_WHAT IS ASKED_: Exactly as they appear, copy the lines of the listing from the one containing "the blue trophy" through the final line, both included, and nothing else.

_DATASET_:
++++++

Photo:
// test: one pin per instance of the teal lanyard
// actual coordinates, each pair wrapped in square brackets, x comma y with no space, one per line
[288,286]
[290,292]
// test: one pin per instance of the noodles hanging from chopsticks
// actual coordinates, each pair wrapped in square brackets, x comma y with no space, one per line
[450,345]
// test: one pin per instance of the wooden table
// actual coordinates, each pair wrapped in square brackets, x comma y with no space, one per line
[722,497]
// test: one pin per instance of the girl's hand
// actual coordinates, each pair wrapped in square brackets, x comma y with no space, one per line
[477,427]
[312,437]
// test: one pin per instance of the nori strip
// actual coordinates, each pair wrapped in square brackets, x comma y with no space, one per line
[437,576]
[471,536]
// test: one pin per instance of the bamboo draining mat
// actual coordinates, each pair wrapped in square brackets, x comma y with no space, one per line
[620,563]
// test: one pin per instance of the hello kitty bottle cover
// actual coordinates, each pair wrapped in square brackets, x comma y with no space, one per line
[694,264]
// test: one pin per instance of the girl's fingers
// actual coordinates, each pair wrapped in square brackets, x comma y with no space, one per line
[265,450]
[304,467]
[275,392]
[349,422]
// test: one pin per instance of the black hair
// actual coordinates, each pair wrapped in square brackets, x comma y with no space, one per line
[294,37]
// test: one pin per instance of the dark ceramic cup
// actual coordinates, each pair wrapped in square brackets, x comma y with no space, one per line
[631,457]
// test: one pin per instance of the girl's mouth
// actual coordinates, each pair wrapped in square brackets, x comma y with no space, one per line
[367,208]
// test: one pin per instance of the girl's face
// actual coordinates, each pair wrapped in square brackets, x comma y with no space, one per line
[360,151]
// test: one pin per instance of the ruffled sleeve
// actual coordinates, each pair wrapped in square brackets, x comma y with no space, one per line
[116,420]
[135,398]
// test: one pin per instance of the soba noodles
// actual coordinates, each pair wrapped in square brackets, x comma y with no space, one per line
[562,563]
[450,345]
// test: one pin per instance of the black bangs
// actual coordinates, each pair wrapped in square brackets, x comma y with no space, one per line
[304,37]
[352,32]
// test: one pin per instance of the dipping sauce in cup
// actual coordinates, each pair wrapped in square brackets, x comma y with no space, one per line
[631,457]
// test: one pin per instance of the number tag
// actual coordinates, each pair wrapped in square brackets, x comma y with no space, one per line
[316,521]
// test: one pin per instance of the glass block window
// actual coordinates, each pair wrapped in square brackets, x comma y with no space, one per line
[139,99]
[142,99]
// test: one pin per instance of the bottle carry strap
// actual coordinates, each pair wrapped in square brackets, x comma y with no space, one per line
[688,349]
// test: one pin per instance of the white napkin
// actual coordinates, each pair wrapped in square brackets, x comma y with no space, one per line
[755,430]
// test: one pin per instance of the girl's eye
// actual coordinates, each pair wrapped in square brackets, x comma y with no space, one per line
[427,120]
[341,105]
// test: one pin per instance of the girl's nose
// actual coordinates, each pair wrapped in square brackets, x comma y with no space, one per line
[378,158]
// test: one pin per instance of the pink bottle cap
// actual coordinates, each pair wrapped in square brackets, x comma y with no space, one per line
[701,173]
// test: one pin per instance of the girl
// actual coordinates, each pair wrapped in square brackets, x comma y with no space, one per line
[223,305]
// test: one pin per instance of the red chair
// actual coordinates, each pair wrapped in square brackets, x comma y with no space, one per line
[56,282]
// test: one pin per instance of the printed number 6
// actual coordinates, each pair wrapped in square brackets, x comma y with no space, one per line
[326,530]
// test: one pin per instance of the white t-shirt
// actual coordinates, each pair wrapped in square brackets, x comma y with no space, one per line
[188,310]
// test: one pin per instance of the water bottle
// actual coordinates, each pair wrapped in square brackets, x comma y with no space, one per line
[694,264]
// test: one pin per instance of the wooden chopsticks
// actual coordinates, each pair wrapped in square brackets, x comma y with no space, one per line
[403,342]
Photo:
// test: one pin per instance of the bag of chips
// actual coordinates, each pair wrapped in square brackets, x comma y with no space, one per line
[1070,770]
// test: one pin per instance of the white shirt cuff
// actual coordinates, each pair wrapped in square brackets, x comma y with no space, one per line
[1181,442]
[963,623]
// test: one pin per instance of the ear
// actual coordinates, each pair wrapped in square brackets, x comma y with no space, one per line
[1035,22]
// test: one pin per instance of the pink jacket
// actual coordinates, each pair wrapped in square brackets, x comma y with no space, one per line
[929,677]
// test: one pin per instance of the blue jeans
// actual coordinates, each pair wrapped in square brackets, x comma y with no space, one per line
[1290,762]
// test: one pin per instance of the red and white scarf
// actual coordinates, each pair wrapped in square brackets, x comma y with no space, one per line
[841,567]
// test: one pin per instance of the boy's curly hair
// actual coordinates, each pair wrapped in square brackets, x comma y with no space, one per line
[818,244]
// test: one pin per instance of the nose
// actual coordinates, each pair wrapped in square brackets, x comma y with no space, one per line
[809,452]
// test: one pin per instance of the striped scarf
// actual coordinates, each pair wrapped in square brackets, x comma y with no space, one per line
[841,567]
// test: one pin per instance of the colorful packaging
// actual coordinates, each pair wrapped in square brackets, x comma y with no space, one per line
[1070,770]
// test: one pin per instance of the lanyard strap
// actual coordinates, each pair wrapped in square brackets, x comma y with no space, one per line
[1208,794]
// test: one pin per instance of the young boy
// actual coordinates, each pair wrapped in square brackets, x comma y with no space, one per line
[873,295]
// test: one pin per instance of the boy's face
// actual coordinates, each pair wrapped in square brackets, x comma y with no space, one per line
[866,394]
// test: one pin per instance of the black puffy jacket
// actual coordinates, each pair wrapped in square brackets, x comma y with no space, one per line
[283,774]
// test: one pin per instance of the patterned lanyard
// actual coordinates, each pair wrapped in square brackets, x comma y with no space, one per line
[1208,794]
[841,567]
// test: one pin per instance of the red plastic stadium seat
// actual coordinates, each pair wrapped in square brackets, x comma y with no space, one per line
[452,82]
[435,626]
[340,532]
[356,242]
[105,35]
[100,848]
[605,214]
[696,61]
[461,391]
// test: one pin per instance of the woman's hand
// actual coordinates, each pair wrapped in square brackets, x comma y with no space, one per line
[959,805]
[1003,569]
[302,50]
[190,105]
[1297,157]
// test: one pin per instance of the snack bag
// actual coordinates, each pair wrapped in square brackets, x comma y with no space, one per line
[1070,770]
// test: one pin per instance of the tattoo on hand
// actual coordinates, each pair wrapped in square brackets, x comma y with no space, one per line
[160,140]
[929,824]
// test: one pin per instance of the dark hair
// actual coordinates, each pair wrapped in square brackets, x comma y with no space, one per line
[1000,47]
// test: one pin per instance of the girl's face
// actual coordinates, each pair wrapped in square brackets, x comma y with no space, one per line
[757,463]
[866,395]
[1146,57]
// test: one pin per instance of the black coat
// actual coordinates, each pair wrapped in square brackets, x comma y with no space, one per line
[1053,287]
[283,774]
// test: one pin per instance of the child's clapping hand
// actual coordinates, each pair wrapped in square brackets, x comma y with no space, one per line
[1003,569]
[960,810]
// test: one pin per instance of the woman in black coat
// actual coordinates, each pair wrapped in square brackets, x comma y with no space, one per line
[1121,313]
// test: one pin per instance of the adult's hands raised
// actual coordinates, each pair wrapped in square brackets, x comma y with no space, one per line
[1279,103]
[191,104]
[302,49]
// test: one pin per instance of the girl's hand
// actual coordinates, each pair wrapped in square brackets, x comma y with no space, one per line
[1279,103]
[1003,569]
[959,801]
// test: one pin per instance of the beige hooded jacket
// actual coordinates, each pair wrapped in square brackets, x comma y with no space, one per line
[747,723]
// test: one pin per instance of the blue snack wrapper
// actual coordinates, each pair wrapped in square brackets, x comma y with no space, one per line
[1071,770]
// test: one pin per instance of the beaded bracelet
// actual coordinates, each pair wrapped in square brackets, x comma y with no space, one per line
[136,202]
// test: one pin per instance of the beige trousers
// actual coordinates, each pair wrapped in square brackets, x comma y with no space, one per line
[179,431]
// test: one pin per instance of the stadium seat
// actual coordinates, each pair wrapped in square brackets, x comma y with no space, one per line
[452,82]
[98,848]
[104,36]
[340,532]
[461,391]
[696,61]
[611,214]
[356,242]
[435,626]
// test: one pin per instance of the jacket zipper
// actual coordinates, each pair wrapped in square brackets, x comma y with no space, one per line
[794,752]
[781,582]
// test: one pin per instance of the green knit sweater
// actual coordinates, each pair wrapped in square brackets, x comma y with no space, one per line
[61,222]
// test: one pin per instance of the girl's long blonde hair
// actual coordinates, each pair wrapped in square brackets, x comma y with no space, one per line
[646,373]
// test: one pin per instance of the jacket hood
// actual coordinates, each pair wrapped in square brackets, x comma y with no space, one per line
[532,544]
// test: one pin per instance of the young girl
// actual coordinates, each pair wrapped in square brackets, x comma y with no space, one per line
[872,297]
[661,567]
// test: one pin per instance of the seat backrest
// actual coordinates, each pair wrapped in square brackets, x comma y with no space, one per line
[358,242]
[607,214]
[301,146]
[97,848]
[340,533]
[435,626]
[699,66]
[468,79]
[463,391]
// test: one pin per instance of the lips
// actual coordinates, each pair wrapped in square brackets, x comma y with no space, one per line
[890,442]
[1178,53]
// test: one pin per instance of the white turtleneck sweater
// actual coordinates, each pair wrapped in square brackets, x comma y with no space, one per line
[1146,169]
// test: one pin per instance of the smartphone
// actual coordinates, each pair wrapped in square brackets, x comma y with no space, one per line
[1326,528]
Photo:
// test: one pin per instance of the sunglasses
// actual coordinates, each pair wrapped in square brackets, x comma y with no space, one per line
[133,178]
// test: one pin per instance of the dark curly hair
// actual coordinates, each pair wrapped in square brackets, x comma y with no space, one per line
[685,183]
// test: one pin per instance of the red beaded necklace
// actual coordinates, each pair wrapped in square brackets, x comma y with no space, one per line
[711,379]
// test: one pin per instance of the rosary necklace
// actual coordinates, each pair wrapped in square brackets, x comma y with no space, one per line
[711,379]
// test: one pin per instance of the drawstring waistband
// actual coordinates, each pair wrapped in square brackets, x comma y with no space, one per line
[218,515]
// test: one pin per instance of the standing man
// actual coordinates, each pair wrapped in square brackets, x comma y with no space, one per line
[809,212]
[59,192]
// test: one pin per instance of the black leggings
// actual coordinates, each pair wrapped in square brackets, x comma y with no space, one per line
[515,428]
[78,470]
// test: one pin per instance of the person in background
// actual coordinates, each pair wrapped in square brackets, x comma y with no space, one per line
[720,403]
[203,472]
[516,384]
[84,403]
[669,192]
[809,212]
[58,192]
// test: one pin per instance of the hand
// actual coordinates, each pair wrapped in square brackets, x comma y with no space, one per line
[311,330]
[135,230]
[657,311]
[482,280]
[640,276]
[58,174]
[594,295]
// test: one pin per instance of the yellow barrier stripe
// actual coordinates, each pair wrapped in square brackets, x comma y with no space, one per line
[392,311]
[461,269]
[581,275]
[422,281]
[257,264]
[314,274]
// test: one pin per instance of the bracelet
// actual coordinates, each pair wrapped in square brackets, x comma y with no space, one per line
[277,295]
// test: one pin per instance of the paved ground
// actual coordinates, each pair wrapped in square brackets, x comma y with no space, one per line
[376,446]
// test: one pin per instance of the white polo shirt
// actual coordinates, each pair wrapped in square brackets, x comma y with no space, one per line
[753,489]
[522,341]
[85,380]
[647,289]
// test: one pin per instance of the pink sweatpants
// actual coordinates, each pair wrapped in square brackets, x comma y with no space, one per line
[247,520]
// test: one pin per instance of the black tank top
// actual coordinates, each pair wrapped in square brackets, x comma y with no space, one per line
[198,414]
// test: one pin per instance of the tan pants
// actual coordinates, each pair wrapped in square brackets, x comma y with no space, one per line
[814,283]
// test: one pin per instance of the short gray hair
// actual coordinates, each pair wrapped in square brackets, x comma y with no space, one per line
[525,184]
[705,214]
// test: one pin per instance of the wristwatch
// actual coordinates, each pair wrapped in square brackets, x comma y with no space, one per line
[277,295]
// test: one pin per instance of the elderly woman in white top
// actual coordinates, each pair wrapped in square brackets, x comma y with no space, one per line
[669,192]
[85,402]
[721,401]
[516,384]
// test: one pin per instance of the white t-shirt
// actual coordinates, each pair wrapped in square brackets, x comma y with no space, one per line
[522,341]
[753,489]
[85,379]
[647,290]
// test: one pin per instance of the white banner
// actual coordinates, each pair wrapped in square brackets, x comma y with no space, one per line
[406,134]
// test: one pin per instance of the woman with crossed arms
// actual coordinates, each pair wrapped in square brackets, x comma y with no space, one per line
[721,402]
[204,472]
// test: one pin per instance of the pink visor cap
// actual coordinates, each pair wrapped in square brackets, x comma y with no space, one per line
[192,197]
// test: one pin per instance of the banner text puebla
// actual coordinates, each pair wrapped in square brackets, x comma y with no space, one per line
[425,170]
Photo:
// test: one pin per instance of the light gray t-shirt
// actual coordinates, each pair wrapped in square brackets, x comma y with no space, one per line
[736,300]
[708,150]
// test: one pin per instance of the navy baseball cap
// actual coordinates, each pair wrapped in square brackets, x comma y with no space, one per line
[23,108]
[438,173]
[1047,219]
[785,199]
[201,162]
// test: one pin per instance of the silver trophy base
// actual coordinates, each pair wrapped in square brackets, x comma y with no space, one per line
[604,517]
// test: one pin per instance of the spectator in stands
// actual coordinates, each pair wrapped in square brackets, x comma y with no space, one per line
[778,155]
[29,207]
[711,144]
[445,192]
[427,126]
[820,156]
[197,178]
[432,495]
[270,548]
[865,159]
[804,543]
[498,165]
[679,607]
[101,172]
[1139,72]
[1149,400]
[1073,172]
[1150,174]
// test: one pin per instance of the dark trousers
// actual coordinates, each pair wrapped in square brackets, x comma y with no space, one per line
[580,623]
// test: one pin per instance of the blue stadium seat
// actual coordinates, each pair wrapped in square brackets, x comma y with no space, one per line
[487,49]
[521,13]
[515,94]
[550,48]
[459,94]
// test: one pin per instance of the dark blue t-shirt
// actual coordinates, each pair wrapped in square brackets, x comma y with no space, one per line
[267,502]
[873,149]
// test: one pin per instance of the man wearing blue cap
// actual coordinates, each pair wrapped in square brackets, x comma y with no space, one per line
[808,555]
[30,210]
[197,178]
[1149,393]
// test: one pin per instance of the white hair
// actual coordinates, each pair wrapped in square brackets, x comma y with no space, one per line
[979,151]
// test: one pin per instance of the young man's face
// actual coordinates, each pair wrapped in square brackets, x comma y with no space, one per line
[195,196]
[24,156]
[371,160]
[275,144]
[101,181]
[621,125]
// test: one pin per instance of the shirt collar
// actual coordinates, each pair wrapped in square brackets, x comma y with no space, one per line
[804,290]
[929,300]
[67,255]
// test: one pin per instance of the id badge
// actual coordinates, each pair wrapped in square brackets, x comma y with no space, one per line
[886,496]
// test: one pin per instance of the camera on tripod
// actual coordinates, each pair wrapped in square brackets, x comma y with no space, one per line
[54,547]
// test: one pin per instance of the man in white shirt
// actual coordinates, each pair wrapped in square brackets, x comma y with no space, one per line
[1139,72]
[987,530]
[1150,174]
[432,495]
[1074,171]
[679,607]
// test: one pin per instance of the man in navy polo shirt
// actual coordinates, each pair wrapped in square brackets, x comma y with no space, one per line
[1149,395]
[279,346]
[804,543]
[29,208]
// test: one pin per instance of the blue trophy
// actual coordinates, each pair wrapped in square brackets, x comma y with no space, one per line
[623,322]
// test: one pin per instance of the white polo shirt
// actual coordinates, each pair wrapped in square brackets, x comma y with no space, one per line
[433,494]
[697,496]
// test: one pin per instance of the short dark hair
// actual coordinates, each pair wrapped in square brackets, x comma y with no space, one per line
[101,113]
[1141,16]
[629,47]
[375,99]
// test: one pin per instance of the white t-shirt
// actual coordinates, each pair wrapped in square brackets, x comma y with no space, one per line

++++++

_TASK SOLUTION_:
// test: one pin per instance of the blue trophy
// actual coordinates, each pair wrapped in square brackets, x comma y with no space, one per line
[623,322]
// test: one pin per instance of the white polo shirt
// actual coordinates, each pair wrapped in square brackets, x comma y with no space, one per line
[433,494]
[697,496]
// test: one pin per instance of the short dark hair
// actual coordinates, each pair wrapped in square brackets, x comma y with no space, one per line
[101,113]
[1141,16]
[629,47]
[375,99]
// test: one pin per instance of the white t-shirt
// actual coordinates, each pair wrapped in square brackets, x comma y with no space, one per line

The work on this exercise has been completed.